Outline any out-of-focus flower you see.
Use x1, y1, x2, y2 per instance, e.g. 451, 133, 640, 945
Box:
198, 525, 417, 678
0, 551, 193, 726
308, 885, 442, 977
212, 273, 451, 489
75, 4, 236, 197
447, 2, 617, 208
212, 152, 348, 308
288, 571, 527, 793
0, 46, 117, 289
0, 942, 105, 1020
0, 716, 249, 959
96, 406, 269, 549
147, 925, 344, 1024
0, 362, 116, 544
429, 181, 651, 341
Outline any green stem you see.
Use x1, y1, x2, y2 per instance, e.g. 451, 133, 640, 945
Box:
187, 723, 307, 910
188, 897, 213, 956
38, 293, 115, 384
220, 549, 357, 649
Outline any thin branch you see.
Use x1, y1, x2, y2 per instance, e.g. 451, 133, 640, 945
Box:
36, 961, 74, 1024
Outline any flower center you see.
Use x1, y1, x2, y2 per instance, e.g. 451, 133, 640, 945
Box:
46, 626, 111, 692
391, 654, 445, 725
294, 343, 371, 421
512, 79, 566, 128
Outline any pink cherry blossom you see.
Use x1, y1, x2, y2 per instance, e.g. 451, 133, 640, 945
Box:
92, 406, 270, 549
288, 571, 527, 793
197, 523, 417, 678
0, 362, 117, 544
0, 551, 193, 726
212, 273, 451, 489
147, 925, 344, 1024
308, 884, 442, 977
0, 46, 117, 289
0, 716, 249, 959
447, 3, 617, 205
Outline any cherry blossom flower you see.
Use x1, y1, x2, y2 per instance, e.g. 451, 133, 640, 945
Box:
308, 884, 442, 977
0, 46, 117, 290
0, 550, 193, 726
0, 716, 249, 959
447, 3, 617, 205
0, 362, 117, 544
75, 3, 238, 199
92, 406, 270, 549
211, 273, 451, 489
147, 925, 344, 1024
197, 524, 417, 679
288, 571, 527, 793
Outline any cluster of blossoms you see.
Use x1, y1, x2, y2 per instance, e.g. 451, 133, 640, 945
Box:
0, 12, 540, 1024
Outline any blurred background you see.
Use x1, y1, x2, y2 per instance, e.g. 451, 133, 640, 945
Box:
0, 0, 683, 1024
========================
## What this task involves
Reproduce all of the material above, putting "Mark" wherever "Outline" appears and changing nothing else.

## The response
Mark any out-of-focus flower you see.
Use x1, y1, x2, y2 per instance, e.g. 451, 133, 640, 945
Box:
198, 525, 417, 678
0, 551, 193, 726
308, 885, 442, 977
212, 273, 451, 489
75, 4, 236, 197
447, 2, 617, 208
212, 152, 348, 308
288, 571, 527, 793
0, 46, 117, 289
0, 942, 105, 1020
0, 716, 249, 959
96, 406, 269, 549
147, 925, 344, 1024
0, 362, 116, 544
429, 181, 651, 341
Mark any green stem you see.
Use x1, y1, x2, y2 per instance, e.g. 451, 133, 640, 945
Box:
187, 723, 307, 910
188, 897, 213, 956
38, 293, 115, 384
220, 549, 357, 649
Mark any thin branch you see.
Use x1, y1, x2, y2 per instance, e.g. 451, 133, 640, 945
Box:
36, 961, 74, 1024
Mark any flower center you see.
Use x1, y1, x2, y2 per instance, e.g. 451, 133, 640, 945
Box:
46, 626, 111, 692
391, 654, 445, 725
294, 343, 371, 421
512, 79, 566, 128
Mark any pink cherry blossom you see.
Use x1, y1, x2, y2 per instance, e.g. 451, 133, 640, 945
Box:
92, 406, 270, 549
288, 571, 527, 793
197, 523, 417, 678
0, 362, 117, 544
0, 551, 193, 726
212, 273, 451, 489
147, 925, 344, 1024
308, 884, 442, 977
0, 46, 117, 289
0, 716, 249, 959
447, 3, 617, 205
Mark any cherry blossom flower you see.
Use x1, y1, x2, y2 per instance, e.g. 451, 133, 640, 945
Box:
308, 884, 442, 977
0, 46, 117, 290
0, 550, 193, 726
0, 716, 249, 959
447, 3, 617, 205
0, 362, 117, 544
75, 3, 238, 199
92, 406, 270, 549
211, 273, 451, 489
147, 925, 344, 1024
197, 524, 417, 679
288, 571, 527, 793
Mark any cluster of blossoms you see.
Use x1, y1, x2, y2 per instance, e.g. 451, 133, 640, 945
Box:
0, 12, 540, 1024
Mark any blurred background you see.
Use x1, y1, x2, y2 per instance, e.g. 451, 133, 640, 945
Box:
0, 0, 683, 1024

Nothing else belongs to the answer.